== What is needed ==
Your copy of the material must match it exactly, except that pictures are dropped.

Shape boundary entries
· · · · ·

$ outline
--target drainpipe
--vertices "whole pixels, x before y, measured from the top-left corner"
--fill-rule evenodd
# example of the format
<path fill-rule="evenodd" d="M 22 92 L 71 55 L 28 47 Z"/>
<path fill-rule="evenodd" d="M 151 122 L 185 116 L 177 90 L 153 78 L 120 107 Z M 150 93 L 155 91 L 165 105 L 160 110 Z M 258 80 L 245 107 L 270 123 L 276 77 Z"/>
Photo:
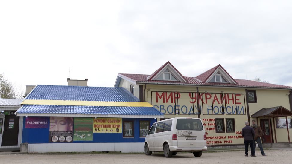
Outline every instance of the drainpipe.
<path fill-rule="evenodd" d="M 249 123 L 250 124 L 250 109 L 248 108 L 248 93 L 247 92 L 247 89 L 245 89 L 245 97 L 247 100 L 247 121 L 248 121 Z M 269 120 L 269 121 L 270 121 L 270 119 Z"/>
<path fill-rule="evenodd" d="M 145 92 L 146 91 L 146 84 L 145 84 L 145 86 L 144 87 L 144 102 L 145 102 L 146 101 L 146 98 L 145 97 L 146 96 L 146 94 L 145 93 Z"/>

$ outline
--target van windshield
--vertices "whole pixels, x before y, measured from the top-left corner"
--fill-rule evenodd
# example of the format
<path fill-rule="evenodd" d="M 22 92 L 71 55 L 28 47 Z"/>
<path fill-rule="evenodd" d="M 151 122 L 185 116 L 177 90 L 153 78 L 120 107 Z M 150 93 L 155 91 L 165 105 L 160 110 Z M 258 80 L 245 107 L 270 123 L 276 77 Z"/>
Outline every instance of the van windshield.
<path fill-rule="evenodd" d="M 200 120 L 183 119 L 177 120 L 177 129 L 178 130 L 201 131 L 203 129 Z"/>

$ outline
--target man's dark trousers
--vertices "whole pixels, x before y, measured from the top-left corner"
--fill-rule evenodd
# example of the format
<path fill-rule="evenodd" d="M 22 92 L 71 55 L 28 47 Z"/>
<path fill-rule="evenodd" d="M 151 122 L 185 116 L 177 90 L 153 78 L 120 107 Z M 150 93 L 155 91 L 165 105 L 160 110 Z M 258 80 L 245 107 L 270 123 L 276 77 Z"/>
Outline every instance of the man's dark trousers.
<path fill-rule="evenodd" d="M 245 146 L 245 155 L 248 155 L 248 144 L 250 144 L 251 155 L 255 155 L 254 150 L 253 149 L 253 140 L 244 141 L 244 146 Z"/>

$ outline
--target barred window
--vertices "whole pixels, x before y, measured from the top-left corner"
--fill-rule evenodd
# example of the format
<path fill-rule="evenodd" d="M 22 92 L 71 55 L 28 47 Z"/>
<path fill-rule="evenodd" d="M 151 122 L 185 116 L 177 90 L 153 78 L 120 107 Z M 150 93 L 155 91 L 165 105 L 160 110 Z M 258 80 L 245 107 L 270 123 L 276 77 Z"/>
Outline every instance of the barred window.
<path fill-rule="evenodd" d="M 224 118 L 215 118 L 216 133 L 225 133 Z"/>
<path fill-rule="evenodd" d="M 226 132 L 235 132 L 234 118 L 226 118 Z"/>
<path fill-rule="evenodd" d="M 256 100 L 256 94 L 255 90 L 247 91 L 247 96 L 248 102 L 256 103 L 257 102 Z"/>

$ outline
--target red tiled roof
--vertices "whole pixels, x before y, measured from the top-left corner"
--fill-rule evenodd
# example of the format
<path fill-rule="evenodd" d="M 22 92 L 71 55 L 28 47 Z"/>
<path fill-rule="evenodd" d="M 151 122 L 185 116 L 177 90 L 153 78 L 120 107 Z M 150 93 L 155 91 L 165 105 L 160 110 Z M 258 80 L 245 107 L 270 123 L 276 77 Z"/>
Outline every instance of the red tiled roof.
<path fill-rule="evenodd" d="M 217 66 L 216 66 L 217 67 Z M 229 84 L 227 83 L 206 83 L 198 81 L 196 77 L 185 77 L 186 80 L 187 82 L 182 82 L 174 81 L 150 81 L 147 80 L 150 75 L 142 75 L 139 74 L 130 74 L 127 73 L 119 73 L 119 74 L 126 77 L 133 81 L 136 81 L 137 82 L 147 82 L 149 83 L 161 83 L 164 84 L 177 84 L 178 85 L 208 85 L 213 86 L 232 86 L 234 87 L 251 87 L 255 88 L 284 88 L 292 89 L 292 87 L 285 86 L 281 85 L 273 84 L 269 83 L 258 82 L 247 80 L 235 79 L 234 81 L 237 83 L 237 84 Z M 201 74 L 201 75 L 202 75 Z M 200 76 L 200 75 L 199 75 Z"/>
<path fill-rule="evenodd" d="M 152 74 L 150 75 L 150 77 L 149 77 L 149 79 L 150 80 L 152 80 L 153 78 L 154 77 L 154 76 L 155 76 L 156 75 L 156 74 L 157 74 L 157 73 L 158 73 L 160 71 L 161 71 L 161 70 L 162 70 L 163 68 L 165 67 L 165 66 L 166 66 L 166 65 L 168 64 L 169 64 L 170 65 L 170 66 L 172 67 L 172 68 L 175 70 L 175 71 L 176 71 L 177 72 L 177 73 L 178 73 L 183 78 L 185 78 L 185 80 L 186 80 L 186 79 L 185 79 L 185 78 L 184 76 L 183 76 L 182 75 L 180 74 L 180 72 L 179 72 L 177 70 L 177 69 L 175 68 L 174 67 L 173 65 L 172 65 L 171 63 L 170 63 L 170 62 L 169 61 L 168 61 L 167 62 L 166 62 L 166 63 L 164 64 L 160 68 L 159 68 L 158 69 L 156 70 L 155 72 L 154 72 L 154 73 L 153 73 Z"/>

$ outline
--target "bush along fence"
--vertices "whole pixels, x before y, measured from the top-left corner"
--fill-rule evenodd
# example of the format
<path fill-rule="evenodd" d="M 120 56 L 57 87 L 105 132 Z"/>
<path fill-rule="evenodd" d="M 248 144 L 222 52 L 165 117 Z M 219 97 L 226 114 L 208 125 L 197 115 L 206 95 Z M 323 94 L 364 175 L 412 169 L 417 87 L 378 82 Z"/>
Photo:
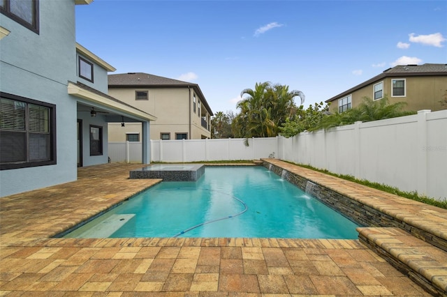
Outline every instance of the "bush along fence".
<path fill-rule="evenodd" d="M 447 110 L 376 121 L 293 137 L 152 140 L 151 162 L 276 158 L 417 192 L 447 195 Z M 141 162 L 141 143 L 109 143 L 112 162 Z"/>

· · · · ·

== Expected answer ==
$ outline
--target drainpipe
--vertices "whole pixels, x before y, measured from the top-left corner"
--fill-rule evenodd
# example of the format
<path fill-rule="evenodd" d="M 22 92 L 71 55 L 28 47 Z"/>
<path fill-rule="evenodd" d="M 151 122 L 185 116 L 177 90 L 153 78 L 120 107 Z M 150 93 L 155 91 L 165 105 L 160 110 Z M 258 80 L 245 107 L 270 123 L 276 77 Z"/>
Photo:
Outline every instance of the drainpipe.
<path fill-rule="evenodd" d="M 249 123 L 250 124 L 250 109 L 248 108 L 248 93 L 247 92 L 247 89 L 245 89 L 245 97 L 247 100 L 247 121 L 248 121 Z M 269 120 L 269 121 L 270 121 L 270 119 Z"/>
<path fill-rule="evenodd" d="M 145 92 L 146 91 L 146 84 L 145 84 L 145 86 L 144 87 L 144 102 L 145 102 L 146 101 L 146 98 L 145 97 L 146 96 L 146 94 L 145 93 Z"/>

$ outline
--target van windshield
--vertices "whole pixels, x before y, measured from the top-left corner"
--fill-rule evenodd
# example of the format
<path fill-rule="evenodd" d="M 22 92 L 71 55 L 28 47 Z"/>
<path fill-rule="evenodd" d="M 151 122 L 185 116 L 177 90 L 153 78 L 120 107 Z M 150 93 L 155 91 L 165 105 L 160 110 Z M 258 80 L 245 107 L 270 123 L 276 77 Z"/>
Outline every instance of the van windshield.
<path fill-rule="evenodd" d="M 200 120 L 183 119 L 177 120 L 177 129 L 178 130 L 201 131 L 203 129 Z"/>

$ outline
--target man's dark trousers
--vertices "whole pixels, x before y, measured from the top-left corner"
--fill-rule evenodd
# example of the format
<path fill-rule="evenodd" d="M 22 92 L 71 55 L 28 47 Z"/>
<path fill-rule="evenodd" d="M 151 122 L 185 116 L 177 90 L 153 78 L 120 107 Z M 150 93 L 155 91 L 165 105 L 160 110 Z M 258 80 L 245 107 L 270 123 L 276 77 Z"/>
Outline every instance of the man's dark trousers.
<path fill-rule="evenodd" d="M 245 146 L 245 155 L 248 155 L 248 144 L 250 144 L 251 155 L 255 155 L 254 150 L 253 149 L 253 140 L 244 141 L 244 146 Z"/>

$ outline
--target barred window
--vertices "whole pixels, x before y, measured from the top-left corner"
--fill-rule evenodd
# example of the format
<path fill-rule="evenodd" d="M 22 92 L 71 55 L 28 47 Z"/>
<path fill-rule="evenodd" d="M 151 122 L 185 116 L 177 90 L 153 78 L 120 107 Z M 150 93 L 155 91 L 165 105 L 160 110 Z M 258 80 L 245 107 L 270 123 L 276 77 Z"/>
Outline every instance of the barred window.
<path fill-rule="evenodd" d="M 224 118 L 215 118 L 216 133 L 225 133 Z"/>
<path fill-rule="evenodd" d="M 226 132 L 235 132 L 234 118 L 226 118 Z"/>
<path fill-rule="evenodd" d="M 256 100 L 256 94 L 255 90 L 247 91 L 247 96 L 248 102 L 256 103 L 257 102 Z"/>

$ outline
--target red tiled roof
--vertices "whole pixels, x before y, measured from the top-left corner"
--fill-rule evenodd
# example of the format
<path fill-rule="evenodd" d="M 22 92 L 71 55 L 28 47 Z"/>
<path fill-rule="evenodd" d="M 151 122 L 185 116 L 177 90 L 153 78 L 120 107 Z M 150 93 L 155 91 L 165 105 L 160 110 Z M 258 80 L 245 107 L 270 123 L 276 77 Z"/>
Outline every instance of the red tiled roof.
<path fill-rule="evenodd" d="M 217 66 L 216 66 L 217 67 Z M 229 84 L 227 83 L 206 83 L 198 81 L 196 77 L 185 77 L 186 80 L 187 82 L 182 82 L 174 81 L 150 81 L 147 80 L 150 75 L 142 75 L 139 74 L 130 74 L 127 73 L 119 73 L 119 74 L 126 77 L 133 81 L 136 81 L 137 82 L 147 82 L 149 83 L 161 83 L 164 84 L 177 84 L 178 85 L 208 85 L 213 86 L 232 86 L 234 87 L 251 87 L 255 88 L 284 88 L 292 89 L 292 87 L 285 86 L 281 85 L 273 84 L 269 83 L 258 82 L 247 80 L 235 79 L 234 81 L 237 83 L 237 84 Z M 201 74 L 201 75 L 202 75 Z M 200 76 L 200 75 L 199 75 Z"/>
<path fill-rule="evenodd" d="M 152 74 L 150 75 L 150 77 L 149 77 L 149 79 L 150 80 L 152 80 L 153 78 L 154 77 L 154 76 L 155 76 L 156 75 L 156 74 L 157 74 L 157 73 L 158 73 L 160 71 L 161 71 L 161 70 L 162 70 L 163 68 L 165 67 L 165 66 L 166 66 L 166 65 L 168 64 L 169 64 L 170 65 L 170 66 L 172 67 L 172 68 L 175 70 L 175 71 L 176 71 L 177 72 L 177 73 L 178 73 L 183 78 L 185 78 L 185 80 L 186 80 L 186 79 L 185 79 L 185 78 L 184 76 L 183 76 L 182 75 L 180 74 L 180 72 L 179 72 L 177 70 L 177 69 L 175 68 L 174 67 L 173 65 L 172 65 L 171 63 L 170 63 L 170 62 L 169 61 L 168 61 L 167 62 L 166 62 L 166 63 L 164 64 L 160 68 L 159 68 L 158 69 L 156 70 L 155 72 L 154 72 L 154 73 L 153 73 Z"/>

$ outline
--target "bush along fence"
--vertices "whole pixels, x before y, measured from the top-left corner"
--fill-rule evenodd
# example of the format
<path fill-rule="evenodd" d="M 120 56 L 57 87 L 105 132 Z"/>
<path fill-rule="evenodd" d="M 248 144 L 222 52 L 165 117 Z M 219 97 L 226 114 L 208 125 L 197 115 L 206 95 Z M 323 94 L 364 175 L 412 169 L 417 87 L 378 82 Z"/>
Photo:
Outline every instance of the "bush along fence".
<path fill-rule="evenodd" d="M 447 110 L 376 121 L 293 137 L 152 140 L 151 162 L 276 158 L 417 192 L 447 195 Z M 141 162 L 141 143 L 109 143 L 112 162 Z"/>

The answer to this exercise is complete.